__PROVIDED MATERIAL__
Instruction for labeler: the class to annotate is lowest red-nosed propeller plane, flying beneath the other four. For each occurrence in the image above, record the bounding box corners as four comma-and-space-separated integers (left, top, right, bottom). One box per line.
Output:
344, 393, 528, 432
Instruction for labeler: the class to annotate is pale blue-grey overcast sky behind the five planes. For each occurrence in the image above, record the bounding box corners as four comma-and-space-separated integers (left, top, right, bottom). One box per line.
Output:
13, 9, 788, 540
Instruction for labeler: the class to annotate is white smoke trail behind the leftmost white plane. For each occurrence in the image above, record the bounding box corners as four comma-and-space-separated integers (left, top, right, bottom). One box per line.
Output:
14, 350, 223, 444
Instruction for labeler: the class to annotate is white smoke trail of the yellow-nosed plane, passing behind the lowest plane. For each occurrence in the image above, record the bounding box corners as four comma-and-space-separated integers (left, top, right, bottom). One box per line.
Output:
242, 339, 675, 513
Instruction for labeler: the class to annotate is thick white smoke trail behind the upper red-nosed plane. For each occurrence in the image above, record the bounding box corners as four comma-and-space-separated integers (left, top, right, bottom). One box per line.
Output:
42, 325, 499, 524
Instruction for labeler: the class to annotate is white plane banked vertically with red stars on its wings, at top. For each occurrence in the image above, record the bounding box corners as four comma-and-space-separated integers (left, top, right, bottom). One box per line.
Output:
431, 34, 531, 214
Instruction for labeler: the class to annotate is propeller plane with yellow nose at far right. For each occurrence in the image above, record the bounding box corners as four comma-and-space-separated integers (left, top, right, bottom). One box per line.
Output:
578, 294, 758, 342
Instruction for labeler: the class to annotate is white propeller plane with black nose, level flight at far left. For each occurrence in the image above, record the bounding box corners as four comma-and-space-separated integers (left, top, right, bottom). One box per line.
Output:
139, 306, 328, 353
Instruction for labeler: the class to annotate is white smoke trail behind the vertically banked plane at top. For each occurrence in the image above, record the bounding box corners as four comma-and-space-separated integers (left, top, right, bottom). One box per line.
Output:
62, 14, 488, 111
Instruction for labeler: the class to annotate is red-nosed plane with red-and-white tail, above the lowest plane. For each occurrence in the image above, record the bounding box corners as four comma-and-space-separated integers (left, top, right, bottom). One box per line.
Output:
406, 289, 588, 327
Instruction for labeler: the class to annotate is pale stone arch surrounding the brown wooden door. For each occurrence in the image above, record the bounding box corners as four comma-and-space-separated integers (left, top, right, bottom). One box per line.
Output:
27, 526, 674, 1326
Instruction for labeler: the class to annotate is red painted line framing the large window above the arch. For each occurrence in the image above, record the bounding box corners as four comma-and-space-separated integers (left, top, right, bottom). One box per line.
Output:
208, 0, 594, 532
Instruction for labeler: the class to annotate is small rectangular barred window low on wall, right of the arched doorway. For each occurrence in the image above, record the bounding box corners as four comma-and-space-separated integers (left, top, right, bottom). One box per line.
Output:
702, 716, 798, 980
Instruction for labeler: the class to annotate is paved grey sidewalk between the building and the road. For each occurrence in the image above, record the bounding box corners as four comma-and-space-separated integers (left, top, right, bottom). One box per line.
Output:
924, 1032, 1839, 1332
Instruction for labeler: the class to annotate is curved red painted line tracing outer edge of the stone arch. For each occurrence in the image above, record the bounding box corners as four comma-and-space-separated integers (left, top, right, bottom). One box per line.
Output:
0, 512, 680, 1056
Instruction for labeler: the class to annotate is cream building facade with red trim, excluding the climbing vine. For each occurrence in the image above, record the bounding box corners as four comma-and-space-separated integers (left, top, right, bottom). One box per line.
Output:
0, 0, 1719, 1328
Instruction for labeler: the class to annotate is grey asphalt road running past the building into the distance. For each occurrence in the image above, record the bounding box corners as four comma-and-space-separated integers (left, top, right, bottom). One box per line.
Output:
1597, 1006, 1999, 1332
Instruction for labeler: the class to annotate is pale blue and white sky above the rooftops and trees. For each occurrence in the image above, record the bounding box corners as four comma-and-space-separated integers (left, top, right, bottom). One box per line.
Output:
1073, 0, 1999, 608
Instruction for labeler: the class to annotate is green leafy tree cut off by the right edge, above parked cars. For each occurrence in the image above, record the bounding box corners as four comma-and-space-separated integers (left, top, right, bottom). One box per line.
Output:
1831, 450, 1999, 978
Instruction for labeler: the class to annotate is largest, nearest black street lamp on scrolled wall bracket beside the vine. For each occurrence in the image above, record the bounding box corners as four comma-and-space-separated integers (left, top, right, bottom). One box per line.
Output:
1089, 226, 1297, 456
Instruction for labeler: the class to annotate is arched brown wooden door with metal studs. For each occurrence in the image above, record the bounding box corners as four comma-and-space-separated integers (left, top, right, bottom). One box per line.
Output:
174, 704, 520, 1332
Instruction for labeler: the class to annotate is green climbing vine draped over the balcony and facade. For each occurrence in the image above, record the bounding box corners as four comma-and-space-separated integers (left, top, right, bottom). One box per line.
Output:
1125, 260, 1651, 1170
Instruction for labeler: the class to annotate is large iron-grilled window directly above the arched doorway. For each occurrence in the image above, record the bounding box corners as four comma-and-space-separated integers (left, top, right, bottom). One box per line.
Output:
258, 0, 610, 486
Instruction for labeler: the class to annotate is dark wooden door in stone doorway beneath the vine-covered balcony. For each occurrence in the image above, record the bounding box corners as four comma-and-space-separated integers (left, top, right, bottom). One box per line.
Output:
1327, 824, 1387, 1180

__WORK INSTRUCTIONS__
Report each line above that includes the string "climbing".

__ANSWER SECTION__
Instruction for labeler: the class to annotate is cream building facade with red trim, excluding the climbing vine. For each occurrence in the image above, record the bounding box corners as four comma-and-space-separated integers (left, top, right, bottom). One box per line.
Instruction for labeler: the class to annotate is green climbing vine draped over the balcony and facade. For each occurrence in the image above, record the bounding box corners as four comma-and-space-separated integers (left, top, right, bottom). One box per line.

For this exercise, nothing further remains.